Your response should be an exact transcription of the data, images excluded.

___ GIVEN INFORMATION ___

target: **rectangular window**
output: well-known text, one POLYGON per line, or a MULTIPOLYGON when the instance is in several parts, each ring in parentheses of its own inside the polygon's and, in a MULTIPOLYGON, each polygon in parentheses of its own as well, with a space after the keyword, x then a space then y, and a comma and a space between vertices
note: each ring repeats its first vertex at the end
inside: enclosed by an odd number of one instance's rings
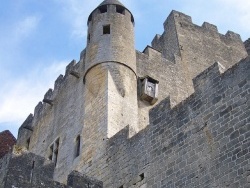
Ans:
POLYGON ((57 160, 58 160, 58 150, 59 150, 59 143, 60 140, 59 138, 56 139, 56 141, 54 143, 52 143, 49 147, 49 155, 48 155, 48 159, 51 161, 54 161, 55 166, 57 164, 57 160))
POLYGON ((104 25, 103 26, 103 34, 110 34, 110 25, 104 25))
POLYGON ((27 150, 30 148, 30 137, 26 141, 27 150))
POLYGON ((75 146, 75 157, 80 155, 80 148, 81 148, 81 137, 80 135, 76 138, 76 146, 75 146))
POLYGON ((90 34, 88 34, 88 43, 90 42, 90 34))

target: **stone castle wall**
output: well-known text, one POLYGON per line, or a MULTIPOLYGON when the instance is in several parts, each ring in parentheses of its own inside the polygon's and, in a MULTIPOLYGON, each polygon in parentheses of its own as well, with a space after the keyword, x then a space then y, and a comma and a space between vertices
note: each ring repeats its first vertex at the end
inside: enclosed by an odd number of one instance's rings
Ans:
POLYGON ((67 185, 53 181, 54 168, 54 163, 33 153, 11 153, 0 160, 0 186, 1 188, 103 187, 102 182, 76 171, 69 174, 67 185))
POLYGON ((137 135, 112 137, 89 175, 104 187, 248 187, 249 66, 209 67, 185 101, 171 108, 167 98, 137 135))
MULTIPOLYGON (((130 84, 135 74, 126 66, 114 65, 112 61, 87 71, 90 67, 86 66, 86 50, 83 50, 80 61, 72 61, 67 66, 65 76, 58 77, 43 103, 36 106, 34 115, 20 127, 18 145, 29 151, 48 159, 50 148, 58 147, 57 155, 53 151, 52 156, 52 161, 56 160, 54 180, 66 184, 68 174, 77 170, 103 181, 104 187, 181 187, 184 184, 223 187, 224 175, 231 177, 226 166, 235 164, 234 176, 236 170, 244 171, 242 176, 236 176, 243 182, 239 187, 247 185, 244 184, 246 160, 240 159, 241 163, 237 155, 249 149, 245 144, 249 120, 240 116, 249 107, 249 71, 242 68, 249 70, 249 59, 223 75, 218 71, 221 64, 225 71, 247 56, 242 41, 232 32, 225 36, 219 34, 208 23, 196 26, 190 17, 176 11, 170 14, 164 28, 164 33, 154 38, 152 47, 135 53, 136 68, 130 67, 137 69, 138 78, 149 75, 159 81, 159 100, 155 105, 141 101, 132 87, 136 79, 130 84), (215 61, 221 64, 213 65, 215 61), (192 79, 204 70, 193 84, 192 79), (108 93, 107 89, 112 92, 108 93), (138 101, 134 101, 136 97, 138 101), (138 117, 134 117, 137 103, 138 117), (132 115, 125 118, 124 113, 132 115), (127 126, 128 122, 136 118, 139 122, 136 132, 141 131, 128 139, 134 132, 127 126), (245 133, 235 125, 236 120, 246 122, 242 125, 245 133), (227 129, 233 132, 224 133, 227 129), (238 135, 237 143, 234 135, 238 135), (76 155, 78 136, 79 156, 76 155), (232 147, 225 142, 230 142, 232 147), (234 154, 234 149, 238 153, 234 154), (230 156, 226 162, 224 155, 230 156)), ((126 57, 130 58, 128 54, 126 57)), ((228 185, 233 187, 237 181, 229 181, 228 185)))

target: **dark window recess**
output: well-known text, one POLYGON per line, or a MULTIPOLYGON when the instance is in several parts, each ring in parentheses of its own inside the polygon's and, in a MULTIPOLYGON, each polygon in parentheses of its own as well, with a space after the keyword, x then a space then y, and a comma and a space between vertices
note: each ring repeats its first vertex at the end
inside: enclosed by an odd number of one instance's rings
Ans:
POLYGON ((110 25, 103 26, 103 34, 110 34, 110 25))
POLYGON ((134 20, 134 17, 131 15, 131 22, 134 24, 135 23, 135 20, 134 20))
POLYGON ((116 12, 125 15, 125 8, 122 6, 117 5, 116 6, 116 12))
POLYGON ((90 42, 90 34, 88 34, 88 43, 90 42))
POLYGON ((81 147, 81 137, 80 137, 80 135, 78 135, 76 138, 75 157, 78 157, 80 155, 80 147, 81 147))
POLYGON ((28 138, 28 140, 26 142, 26 146, 27 146, 27 150, 29 150, 29 148, 30 148, 30 138, 28 138))
POLYGON ((56 140, 56 149, 59 148, 59 138, 56 140))
POLYGON ((58 157, 58 150, 56 150, 55 152, 54 152, 54 156, 55 156, 55 166, 56 166, 56 164, 57 164, 57 157, 58 157))
POLYGON ((100 13, 105 13, 108 11, 108 6, 107 5, 103 5, 101 7, 99 7, 99 11, 100 13))
POLYGON ((141 178, 141 181, 144 180, 144 178, 145 178, 144 173, 142 173, 142 174, 140 175, 140 178, 141 178))
POLYGON ((89 19, 88 19, 88 23, 92 21, 92 14, 90 14, 89 19))
POLYGON ((59 141, 60 141, 59 138, 55 141, 55 150, 54 150, 54 163, 55 163, 55 166, 57 164, 59 141))

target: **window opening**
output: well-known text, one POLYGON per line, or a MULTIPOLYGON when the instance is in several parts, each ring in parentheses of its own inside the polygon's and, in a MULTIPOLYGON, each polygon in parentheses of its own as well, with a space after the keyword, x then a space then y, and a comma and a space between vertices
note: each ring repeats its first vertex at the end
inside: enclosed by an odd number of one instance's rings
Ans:
POLYGON ((49 160, 51 160, 52 161, 52 159, 53 159, 53 144, 50 146, 50 148, 49 148, 49 160))
POLYGON ((134 20, 134 17, 131 15, 131 22, 134 24, 135 23, 135 20, 134 20))
POLYGON ((78 135, 76 138, 75 157, 78 157, 80 155, 80 147, 81 147, 81 137, 80 135, 78 135))
POLYGON ((144 180, 145 176, 144 173, 140 174, 141 181, 144 180))
POLYGON ((110 34, 110 25, 103 26, 103 34, 110 34))
POLYGON ((100 13, 105 13, 108 11, 108 6, 107 5, 103 5, 101 7, 99 7, 99 11, 100 13))
POLYGON ((27 150, 29 150, 29 148, 30 148, 30 138, 28 138, 28 140, 26 142, 26 145, 27 145, 27 150))
POLYGON ((58 149, 59 148, 59 138, 56 140, 55 144, 56 144, 55 149, 58 149))
POLYGON ((88 34, 88 43, 90 42, 90 34, 88 34))
POLYGON ((122 6, 117 5, 116 6, 116 12, 125 15, 125 8, 122 6))
POLYGON ((57 157, 58 157, 58 150, 56 150, 55 152, 54 152, 54 155, 55 155, 55 166, 56 166, 56 163, 57 163, 57 157))
POLYGON ((57 164, 57 160, 58 160, 58 150, 59 150, 59 143, 60 140, 59 138, 53 143, 51 144, 51 146, 49 147, 49 160, 54 161, 54 164, 56 166, 57 164))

___

*SOLUTION TO THE PROBLEM*.
target: **rectangular window**
output: well-known text, one POLYGON per line, or a MULTIPOLYGON when the instance is in several parts, each ring in parentheses of its own inside the polygon's and, in a MULTIPOLYGON, each polygon in parentheses of its own as well, with a space after the keyword, x then a space then y, and a comma and a space between vertices
note: each ring repeats its first vertex at the end
inside: enclosed by an odd number of one instance's rings
Ans:
POLYGON ((57 160, 58 160, 58 150, 59 150, 59 143, 60 140, 59 138, 56 139, 56 141, 54 143, 52 143, 49 147, 49 155, 48 155, 48 159, 51 161, 54 161, 55 166, 57 164, 57 160))
POLYGON ((104 25, 103 26, 103 34, 110 34, 110 25, 104 25))
POLYGON ((27 150, 30 148, 30 137, 26 141, 27 150))
POLYGON ((75 146, 75 157, 80 155, 80 148, 81 148, 81 137, 80 135, 76 138, 76 146, 75 146))
POLYGON ((90 34, 88 34, 88 43, 90 42, 90 34))

target: **stone castle wall**
output: well-known text, one POLYGON per line, or a MULTIPOLYGON when the instance is in several parts, each ring in parentheses of its own inside the polygon's and, in a MULTIPOLYGON, each polygon in parentheses of its own as well, with a space after the keyword, x then a space then y, and a comma and a space between vertices
note: each ring repeats its first vertex at the end
inside: enclosed by an odd number of one instance's rings
Ans:
POLYGON ((67 185, 53 181, 54 168, 54 163, 33 153, 11 153, 0 160, 0 186, 1 188, 103 187, 102 182, 76 171, 69 174, 67 185))
POLYGON ((137 135, 112 137, 89 175, 104 187, 248 187, 249 66, 209 67, 185 101, 171 108, 167 98, 137 135))
MULTIPOLYGON (((130 84, 135 74, 126 66, 114 65, 112 61, 87 71, 90 67, 86 66, 86 50, 83 50, 80 61, 72 61, 67 66, 65 76, 58 77, 43 103, 36 106, 34 115, 20 127, 18 145, 29 151, 48 159, 50 148, 58 147, 57 155, 53 151, 52 156, 52 161, 56 160, 54 180, 66 184, 68 174, 77 170, 103 181, 104 187, 181 187, 184 184, 223 187, 224 175, 231 177, 226 166, 235 164, 234 176, 236 170, 244 171, 242 176, 236 176, 243 182, 239 187, 247 185, 244 184, 246 160, 240 159, 241 163, 237 155, 249 149, 245 144, 249 120, 240 116, 249 107, 249 71, 242 68, 249 70, 249 59, 223 75, 218 71, 221 64, 225 71, 247 56, 242 41, 232 32, 225 36, 219 34, 208 23, 196 26, 190 17, 176 11, 170 14, 164 28, 164 33, 154 38, 152 47, 135 53, 136 68, 130 67, 137 69, 138 78, 149 75, 159 81, 159 100, 155 105, 141 101, 132 87, 136 79, 130 84), (215 61, 221 64, 213 65, 215 61), (192 79, 204 70, 193 84, 192 79), (108 93, 107 89, 112 92, 108 93), (138 101, 134 101, 136 97, 138 101), (138 117, 134 117, 137 103, 138 117), (132 115, 125 118, 124 113, 132 115), (127 126, 128 122, 136 118, 139 122, 136 132, 141 131, 128 139, 134 132, 127 126), (245 133, 235 125, 236 120, 246 122, 242 125, 245 133), (227 129, 233 132, 224 133, 227 129), (238 135, 237 143, 234 135, 238 135), (76 155, 78 136, 79 156, 76 155), (232 147, 225 142, 230 142, 232 147), (234 154, 234 149, 238 153, 234 154), (230 156, 226 162, 224 155, 230 156)), ((126 57, 130 58, 128 54, 126 57)), ((228 185, 233 187, 237 181, 229 181, 228 185)))

target: **dark window recess**
output: well-known text, one POLYGON per line, or a MULTIPOLYGON when the instance is in several parts, each ring in parentheses of its own inside the polygon's and, in a MULTIPOLYGON, each polygon in parentheses of its own as well, with a space after the keyword, x then a space then y, and a comma and a space between vertices
note: each ring repeats its first vertex at the end
inside: enclosed by an odd number of one instance's rings
Ans:
POLYGON ((110 25, 103 26, 103 34, 110 34, 110 25))
POLYGON ((134 20, 134 17, 131 15, 131 22, 134 24, 135 23, 135 20, 134 20))
POLYGON ((116 12, 125 15, 125 8, 122 6, 117 5, 116 6, 116 12))
POLYGON ((90 42, 90 34, 88 34, 88 43, 90 42))
POLYGON ((81 147, 81 137, 80 137, 80 135, 78 135, 76 138, 75 157, 78 157, 80 155, 80 147, 81 147))
POLYGON ((28 138, 28 140, 26 142, 26 146, 27 146, 27 150, 29 150, 29 148, 30 148, 30 138, 28 138))
POLYGON ((56 140, 56 149, 59 148, 59 138, 56 140))
POLYGON ((58 157, 58 150, 56 150, 55 152, 54 152, 54 156, 55 156, 55 166, 56 166, 56 164, 57 164, 57 157, 58 157))
POLYGON ((100 13, 105 13, 108 11, 108 6, 107 5, 103 5, 101 7, 99 7, 99 11, 100 13))
POLYGON ((141 178, 141 181, 144 180, 144 178, 145 178, 144 173, 142 173, 142 174, 140 175, 140 178, 141 178))
POLYGON ((89 19, 88 19, 88 23, 92 21, 92 14, 90 14, 89 19))
POLYGON ((59 141, 60 141, 59 138, 55 141, 55 150, 54 150, 54 163, 55 163, 55 166, 57 164, 59 141))

target: **window opening**
output: well-known text, one POLYGON per line, or a MULTIPOLYGON when the instance is in several parts, each ring in parentheses of its own inside the polygon's and, in a MULTIPOLYGON, each polygon in parentheses of its own as well, with a space after the keyword, x then a space then y, and a comma and a space between vertices
note: each ring repeats its first vertex at the end
inside: enclosed by an odd number of one instance's rings
Ans:
POLYGON ((49 160, 51 160, 52 161, 52 159, 53 159, 53 144, 50 146, 50 148, 49 148, 49 160))
POLYGON ((134 20, 134 17, 131 15, 131 22, 134 24, 135 23, 135 20, 134 20))
POLYGON ((78 135, 76 138, 75 157, 78 157, 80 155, 80 147, 81 147, 81 137, 80 135, 78 135))
POLYGON ((144 180, 145 176, 144 173, 140 174, 141 181, 144 180))
POLYGON ((110 34, 110 25, 103 26, 103 34, 110 34))
POLYGON ((100 13, 105 13, 108 11, 108 6, 107 5, 103 5, 101 7, 99 7, 99 11, 100 13))
POLYGON ((27 150, 29 150, 29 148, 30 148, 30 138, 28 138, 28 140, 26 142, 26 145, 27 145, 27 150))
POLYGON ((58 149, 59 148, 59 138, 56 140, 55 144, 56 144, 55 149, 58 149))
POLYGON ((88 34, 88 43, 90 42, 90 34, 88 34))
POLYGON ((122 6, 117 5, 116 6, 116 12, 125 15, 125 8, 122 6))
POLYGON ((57 157, 58 157, 58 150, 56 150, 55 152, 54 152, 54 155, 55 155, 55 166, 56 166, 56 163, 57 163, 57 157))
POLYGON ((57 164, 57 160, 58 160, 58 150, 59 150, 59 143, 60 140, 59 138, 53 143, 51 144, 51 146, 49 147, 49 160, 54 161, 54 164, 56 166, 57 164))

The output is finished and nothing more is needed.